(SELECTED EXTRACT Opens)
Do you remember when you were younger and felt invincible?
In the meantime, life just does what it does; it throws curve balls, spit balls and the occasional wild pitch. Yet somehow we continue to get up to home plate and go to bat.
Meanwhile, the brain does what it does; it thinks. Endlessly and for good and bad.
My challenge seems to be trying to feel like I belong in spite of the strike-outs, the games forfeited and falling for the trap of screw balls and dead heats. My mind, and I apologize for mixing my metaphors, continues to race as if my life was The Indy 500.
So now I find myself in this awkward phase. I am probably at my best when I strike out a few times and get into a slump. I accept that is OK and that to be good at something you also have to be very bad at the very same thing.
I have survived some challenges; often settling for a draw or pulling out the best and being triumphant in triple overtime, The process of accepting, identifying, processing and draining. I am getting too old, too unfit for that.
Is it time to retire? Is this world wanting to put me out to pasture?
I have been living with kidney disease for three years now. There is a whole story behind that, but I think it’s one of those things that you “had to be there” to appreciate the unusual spaces my busy mind has been parking itself to cope.
For the last three years, I was the guy on dialysis, talking about how the quality of my life often feels like it is less than zero. I have been in and out of the hospital more than I can count on my withered hands. Kidney disease became my life and didn’t leave space for much else.
I am just surviving.
I am not good company.
I guess I am not too old and I guess my thoughts won’t get the better of me. I have shifted from giving up to giving in.
I am not the guy with kidney disease, I still believe that I am the guy that survives, that is always learning, always challenging traditional beliefs. I am the guy who has some inexplicable crush on Mariah Carey. I am weird and that is what makes me feel like I am somewhere in the spectrum of nowhere and that I do belong.
We all belong.
Alas, it is time to stop ruminating about my phosphorous and potassium counts. I am not quite yet down, so why should I be counting.
I have felt a shift over the last few weeks and am tapping into the wisdom one gains from life experience.
I am the guy that survived kidney disease and although my life is about as far away as possible to what I planned it to be (oh yeah, and there’s this thing called COVID which is royally limiting me as I move forward) a life worth living is not beyond reach.
(SELECTED EXTRACT Closes)
__TRY IT__: Reproduce word for word the part of the essay above on living with kidney disease, starting with "Alas, it is" and going on through "not beyond reach.".
(INFORMATION GIVEN Opens)
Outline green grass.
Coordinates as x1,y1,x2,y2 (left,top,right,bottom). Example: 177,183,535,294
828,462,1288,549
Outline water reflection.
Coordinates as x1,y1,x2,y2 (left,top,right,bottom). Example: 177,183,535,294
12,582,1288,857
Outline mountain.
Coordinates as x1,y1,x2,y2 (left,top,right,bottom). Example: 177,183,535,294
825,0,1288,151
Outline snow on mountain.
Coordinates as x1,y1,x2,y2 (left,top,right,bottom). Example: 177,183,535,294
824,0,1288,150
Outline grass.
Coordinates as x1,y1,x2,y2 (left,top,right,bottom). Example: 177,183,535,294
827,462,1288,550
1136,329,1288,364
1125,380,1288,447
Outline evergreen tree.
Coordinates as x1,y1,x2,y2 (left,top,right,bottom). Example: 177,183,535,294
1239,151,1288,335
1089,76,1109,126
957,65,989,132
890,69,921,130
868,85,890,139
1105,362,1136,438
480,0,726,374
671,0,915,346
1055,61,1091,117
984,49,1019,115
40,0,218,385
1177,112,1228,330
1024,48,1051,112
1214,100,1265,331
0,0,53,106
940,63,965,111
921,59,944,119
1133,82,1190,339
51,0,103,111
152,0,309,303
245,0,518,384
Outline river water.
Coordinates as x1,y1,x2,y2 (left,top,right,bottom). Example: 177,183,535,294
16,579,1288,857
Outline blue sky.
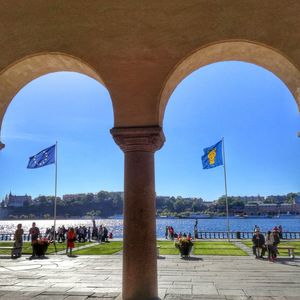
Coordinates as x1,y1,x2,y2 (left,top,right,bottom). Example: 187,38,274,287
(INFORMATION GIVEN Closes)
__REPLY TO THE EXERCISE__:
Alas, it is time to stop ruminating about my phosphorous and potassium counts. I am not quite yet down, so why should I be counting.
I have felt a shift over the last few weeks and am tapping into the wisdom one gains from life experience.
I am the guy that survived kidney disease and although my life is about as far away as possible to what I planned it to be (oh yeah, and there’s this thing called COVID which is royally limiting me as I move forward) a life worth living is not beyond reach.